Output every entry exactly as written.
══ MATERIAL FOR THE TASK ══
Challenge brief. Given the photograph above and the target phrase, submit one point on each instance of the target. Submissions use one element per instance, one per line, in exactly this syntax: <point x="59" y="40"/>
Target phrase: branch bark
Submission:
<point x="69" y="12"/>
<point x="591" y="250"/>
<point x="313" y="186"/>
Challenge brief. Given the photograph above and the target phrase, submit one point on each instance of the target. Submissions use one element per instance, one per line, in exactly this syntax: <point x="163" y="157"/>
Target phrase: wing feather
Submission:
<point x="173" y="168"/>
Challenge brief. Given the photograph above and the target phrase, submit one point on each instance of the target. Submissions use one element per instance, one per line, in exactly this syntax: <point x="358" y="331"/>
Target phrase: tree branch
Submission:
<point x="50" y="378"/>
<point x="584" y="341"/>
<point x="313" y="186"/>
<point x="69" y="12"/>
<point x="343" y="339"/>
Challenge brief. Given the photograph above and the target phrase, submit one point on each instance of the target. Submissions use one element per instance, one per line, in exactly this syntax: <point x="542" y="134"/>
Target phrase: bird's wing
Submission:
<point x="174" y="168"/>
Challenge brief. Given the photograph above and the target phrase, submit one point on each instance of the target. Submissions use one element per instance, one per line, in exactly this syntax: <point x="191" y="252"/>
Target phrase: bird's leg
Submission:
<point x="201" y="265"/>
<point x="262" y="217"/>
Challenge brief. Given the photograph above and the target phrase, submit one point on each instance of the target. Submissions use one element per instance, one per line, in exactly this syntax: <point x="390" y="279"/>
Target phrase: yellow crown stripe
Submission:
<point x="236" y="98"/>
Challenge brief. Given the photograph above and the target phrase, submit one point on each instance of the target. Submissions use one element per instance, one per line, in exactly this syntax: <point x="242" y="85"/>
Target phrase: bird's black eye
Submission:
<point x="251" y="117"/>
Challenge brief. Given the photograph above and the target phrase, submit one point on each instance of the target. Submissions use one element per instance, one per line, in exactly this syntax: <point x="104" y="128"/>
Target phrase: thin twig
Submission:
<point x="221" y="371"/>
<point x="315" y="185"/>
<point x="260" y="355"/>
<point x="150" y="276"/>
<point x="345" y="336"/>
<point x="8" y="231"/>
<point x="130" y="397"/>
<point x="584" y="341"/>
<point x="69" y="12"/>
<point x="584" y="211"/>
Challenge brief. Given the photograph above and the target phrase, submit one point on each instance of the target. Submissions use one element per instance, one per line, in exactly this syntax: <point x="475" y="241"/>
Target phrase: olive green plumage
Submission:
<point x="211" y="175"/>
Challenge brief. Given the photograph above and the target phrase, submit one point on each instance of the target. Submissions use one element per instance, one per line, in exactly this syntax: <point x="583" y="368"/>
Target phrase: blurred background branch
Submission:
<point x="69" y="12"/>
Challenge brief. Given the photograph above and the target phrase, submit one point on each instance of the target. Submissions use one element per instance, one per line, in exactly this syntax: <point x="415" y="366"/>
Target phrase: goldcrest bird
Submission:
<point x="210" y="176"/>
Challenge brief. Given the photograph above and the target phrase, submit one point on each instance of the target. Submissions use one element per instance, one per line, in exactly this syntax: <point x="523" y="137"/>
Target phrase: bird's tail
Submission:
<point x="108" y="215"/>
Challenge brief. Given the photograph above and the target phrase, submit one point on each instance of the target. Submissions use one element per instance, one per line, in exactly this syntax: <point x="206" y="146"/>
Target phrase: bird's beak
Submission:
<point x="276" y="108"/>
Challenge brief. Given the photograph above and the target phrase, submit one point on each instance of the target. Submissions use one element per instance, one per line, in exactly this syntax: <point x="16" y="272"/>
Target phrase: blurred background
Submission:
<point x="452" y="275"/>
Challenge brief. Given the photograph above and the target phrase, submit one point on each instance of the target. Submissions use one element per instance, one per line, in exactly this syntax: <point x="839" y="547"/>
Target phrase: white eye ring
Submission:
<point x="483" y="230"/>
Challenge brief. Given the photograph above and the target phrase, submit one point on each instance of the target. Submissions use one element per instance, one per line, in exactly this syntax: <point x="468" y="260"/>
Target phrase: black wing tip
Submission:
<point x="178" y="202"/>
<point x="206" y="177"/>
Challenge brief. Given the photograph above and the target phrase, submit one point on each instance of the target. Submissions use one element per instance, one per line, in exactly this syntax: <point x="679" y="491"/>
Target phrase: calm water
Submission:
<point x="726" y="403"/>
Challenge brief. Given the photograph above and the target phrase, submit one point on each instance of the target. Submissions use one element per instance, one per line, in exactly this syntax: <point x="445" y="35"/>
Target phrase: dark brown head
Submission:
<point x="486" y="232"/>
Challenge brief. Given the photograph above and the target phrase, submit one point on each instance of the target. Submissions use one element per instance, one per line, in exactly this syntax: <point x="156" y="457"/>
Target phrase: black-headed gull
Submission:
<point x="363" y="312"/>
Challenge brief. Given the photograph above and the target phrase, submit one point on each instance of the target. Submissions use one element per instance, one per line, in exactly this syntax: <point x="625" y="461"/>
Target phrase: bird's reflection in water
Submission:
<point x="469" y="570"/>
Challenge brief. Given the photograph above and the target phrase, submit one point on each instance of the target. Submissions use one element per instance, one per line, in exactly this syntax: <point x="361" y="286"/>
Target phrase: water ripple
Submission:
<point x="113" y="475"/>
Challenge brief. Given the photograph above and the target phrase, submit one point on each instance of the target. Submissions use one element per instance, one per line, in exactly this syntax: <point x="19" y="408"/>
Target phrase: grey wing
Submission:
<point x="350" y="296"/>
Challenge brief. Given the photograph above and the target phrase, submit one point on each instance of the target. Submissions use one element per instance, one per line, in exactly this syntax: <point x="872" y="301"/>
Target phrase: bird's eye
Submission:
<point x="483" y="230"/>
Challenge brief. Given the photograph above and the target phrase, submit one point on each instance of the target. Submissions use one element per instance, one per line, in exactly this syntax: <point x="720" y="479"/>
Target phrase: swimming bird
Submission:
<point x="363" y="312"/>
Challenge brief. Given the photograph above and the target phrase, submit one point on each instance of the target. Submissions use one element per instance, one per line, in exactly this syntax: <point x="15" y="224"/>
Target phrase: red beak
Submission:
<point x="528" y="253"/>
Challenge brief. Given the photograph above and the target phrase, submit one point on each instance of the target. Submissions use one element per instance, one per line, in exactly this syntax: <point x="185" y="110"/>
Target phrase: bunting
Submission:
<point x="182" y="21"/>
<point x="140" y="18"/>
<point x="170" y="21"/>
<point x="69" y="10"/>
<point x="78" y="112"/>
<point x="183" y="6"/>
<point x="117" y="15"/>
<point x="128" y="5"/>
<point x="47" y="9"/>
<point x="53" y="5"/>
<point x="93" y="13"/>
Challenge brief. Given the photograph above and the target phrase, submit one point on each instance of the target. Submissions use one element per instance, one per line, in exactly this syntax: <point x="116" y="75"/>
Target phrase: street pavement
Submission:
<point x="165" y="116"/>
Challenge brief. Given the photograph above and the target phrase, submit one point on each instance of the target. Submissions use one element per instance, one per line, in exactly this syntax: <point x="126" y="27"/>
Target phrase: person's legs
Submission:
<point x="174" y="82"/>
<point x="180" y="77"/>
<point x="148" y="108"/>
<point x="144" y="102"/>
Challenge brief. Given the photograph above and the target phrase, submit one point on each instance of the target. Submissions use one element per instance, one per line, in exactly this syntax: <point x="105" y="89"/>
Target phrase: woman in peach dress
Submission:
═══
* **WRITTEN SOLUTION**
Challenge brief. Given the photograph above and the target phrase, submit one point on each instance of the target. Submissions use one element per instance, one per line, in exactly this syntax: <point x="59" y="40"/>
Target phrase: branch bark
Submission:
<point x="69" y="12"/>
<point x="591" y="250"/>
<point x="313" y="186"/>
Challenge brief. Given the photograph above and the target phrase, submit one point on each instance of the target. Submissions use one element per instance, one per line, in exactly this syntax: <point x="163" y="157"/>
Target phrase: wing feather
Submission:
<point x="173" y="168"/>
Challenge brief. Given the photograph above and the target phrase, submit one point on each instance of the target. Submissions use one element per instance, one per line, in exactly this syntax: <point x="358" y="331"/>
Target phrase: tree branch
Submission:
<point x="50" y="378"/>
<point x="584" y="341"/>
<point x="313" y="186"/>
<point x="69" y="12"/>
<point x="343" y="339"/>
Challenge brief. Given the photograph above and the target phrase, submit one point on each instance of the target. Submissions use one element per instance, one per line, in exactly this syntax: <point x="542" y="134"/>
Target phrase: bird's wing
Submission:
<point x="174" y="168"/>
Challenge brief. Given the photograph above and the target phrase, submit one point on each instance of the target. Submissions use one element per instance, one per line, in exactly this syntax: <point x="191" y="252"/>
Target phrase: bird's leg
Submission:
<point x="201" y="265"/>
<point x="262" y="217"/>
Challenge brief. Given the photograph above and the target phrase, submit one point on each instance of the target. Submissions use one element per instance, one per line, in exactly this syntax: <point x="390" y="279"/>
Target phrase: yellow crown stripe
Submission:
<point x="236" y="98"/>
Challenge brief. Given the photograph above and the target phrase, submit one point on each instance of the target. Submissions use one element per instance, one per line, in exactly this syntax: <point x="242" y="85"/>
Target phrase: bird's black eye
Submission:
<point x="251" y="117"/>
Challenge brief. Given the photograph above and the target phrase, submit one point on each instance of the target. Submissions use one element per instance, one per line, in exactly this syntax: <point x="104" y="128"/>
Target phrase: thin twig
Submission:
<point x="221" y="371"/>
<point x="315" y="185"/>
<point x="260" y="355"/>
<point x="150" y="276"/>
<point x="345" y="336"/>
<point x="8" y="231"/>
<point x="130" y="397"/>
<point x="584" y="341"/>
<point x="69" y="12"/>
<point x="584" y="211"/>
Challenge brief. Given the photograph above and the target phrase, submit one point on each instance of the target. Submissions use one element per instance, one per line, in exactly this syntax: <point x="475" y="241"/>
Target phrase: olive green plumage
Submission:
<point x="211" y="175"/>
Challenge brief. Given the photograph above and the target phrase, submit one point on each instance of the target. Submissions use one element per instance, one per line, in exactly this syntax: <point x="583" y="368"/>
Target phrase: blurred background branch
Submission:
<point x="69" y="12"/>
Challenge brief. Given the photograph above and the target phrase, submit one point on each instance of the target. Submissions use one element per instance, one per line, in exactly this syntax: <point x="415" y="366"/>
Target phrase: goldcrest bird
Submission:
<point x="210" y="176"/>
Challenge brief. Given the photograph above and the target phrase, submit one point on each instance of the target. Submissions use one element per instance, one per line, in exactly this syntax: <point x="523" y="137"/>
Target phrase: bird's tail
Submission:
<point x="108" y="215"/>
Challenge brief. Given the photograph above and the target phrase, submit one point on each instance of the target. Submissions use one element per instance, one per line, in exactly this syntax: <point x="206" y="146"/>
Target phrase: bird's beak
Submission:
<point x="276" y="108"/>
Challenge brief. Given the photograph above and the target phrase, submit one point on each instance of the target. Submissions use one element per instance, one per line, in exactly this syntax: <point x="16" y="272"/>
Target phrase: blurred background
Submission:
<point x="452" y="275"/>
Challenge brief. Given the photograph above and the target phrase, submit one point on each instance of the target. Submissions use one element per instance, one per line, in exactly this syntax: <point x="839" y="547"/>
Target phrase: white eye ring
Submission:
<point x="483" y="230"/>
Challenge brief. Given the photograph above and the target phrase, submit one point on each instance of the target. Submissions use one element per instance, one per line, in exactly this syntax: <point x="468" y="260"/>
Target phrase: black wing tip
Submission:
<point x="178" y="202"/>
<point x="206" y="177"/>
Challenge brief. Given the photograph above and the target phrase, submit one point on each instance of the target. Submissions use one element per instance, one per line, in exactly this syntax: <point x="679" y="491"/>
Target phrase: calm water
Submission:
<point x="726" y="403"/>
Challenge brief. Given the photograph above and the target phrase, submit one point on each instance of the target. Submissions use one element per instance, one per line, in exactly this syntax: <point x="445" y="35"/>
Target phrase: dark brown head
Submission:
<point x="486" y="232"/>
Challenge brief. Given the photograph above and the target phrase, submit one point on each instance of the target. Submissions use one element per instance, one per line, in exactly this syntax: <point x="156" y="457"/>
Target phrase: black-headed gull
Submission:
<point x="363" y="312"/>
Challenge brief. Given the photograph above and the target phrase, submit one point on each instance of the target. Submissions use one element per instance, one per line, in exactly this syntax: <point x="625" y="461"/>
Target phrase: bird's reflection in water
Submission:
<point x="469" y="570"/>
Challenge brief. Given the photograph above and the target phrase, submit one point on each instance of the target. Submissions use one element per instance, one per line, in exactly this syntax: <point x="361" y="286"/>
Target phrase: water ripple
Submission:
<point x="113" y="475"/>
Challenge brief. Given the photograph above and the target phrase, submit one point on each instance of the target. Submissions use one element per instance, one per line, in exactly this syntax: <point x="19" y="408"/>
Target phrase: grey wing
Submission:
<point x="350" y="296"/>
Challenge brief. Given the photograph above and the target phrase, submit one point on each instance of the target. Submissions use one element per instance, one per line, in exactly this syntax: <point x="872" y="301"/>
Target phrase: bird's eye
Submission:
<point x="483" y="230"/>
Challenge brief. Given the photograph above and the target phrase, submit one point on each instance of the target. Submissions use one element per instance, one per line, in exactly this syntax: <point x="720" y="479"/>
Target phrase: swimming bird
Submission:
<point x="363" y="312"/>
Challenge brief. Given the photograph above and the target phrase, submit one point on each instance of the target. Submissions use one element per instance, one per line, in exactly this syntax: <point x="15" y="224"/>
Target phrase: red beak
Submission:
<point x="528" y="253"/>
Challenge brief. Given the photograph above and the target phrase, submit one point on each instance of the target. Submissions use one element per instance, one per line, in exactly this syntax: <point x="185" y="110"/>
Target phrase: bunting
Submission:
<point x="182" y="21"/>
<point x="140" y="18"/>
<point x="170" y="21"/>
<point x="69" y="10"/>
<point x="78" y="112"/>
<point x="183" y="6"/>
<point x="117" y="15"/>
<point x="128" y="5"/>
<point x="47" y="9"/>
<point x="53" y="5"/>
<point x="93" y="13"/>
Challenge brief. Given the photograph above and the target phrase, submit one point on each instance of the target. Submissions use one element per instance, one per line, in exactly this syntax: <point x="116" y="75"/>
Target phrase: street pavement
Submission:
<point x="165" y="116"/>
Challenge brief. Given the photograph above and the target phrase, submit one point on each instance of the target. Submissions use one element per instance, one per line, in exactly this syntax: <point x="126" y="27"/>
Target phrase: person's legs
Submission:
<point x="174" y="82"/>
<point x="180" y="77"/>
<point x="148" y="108"/>
<point x="144" y="102"/>
Challenge brief. Given the photograph above and the target phrase, submit one point on each instance of the target. Submissions use one element per instance, one per line, in exactly this syntax: <point x="105" y="89"/>
Target phrase: woman in peach dress
Submission:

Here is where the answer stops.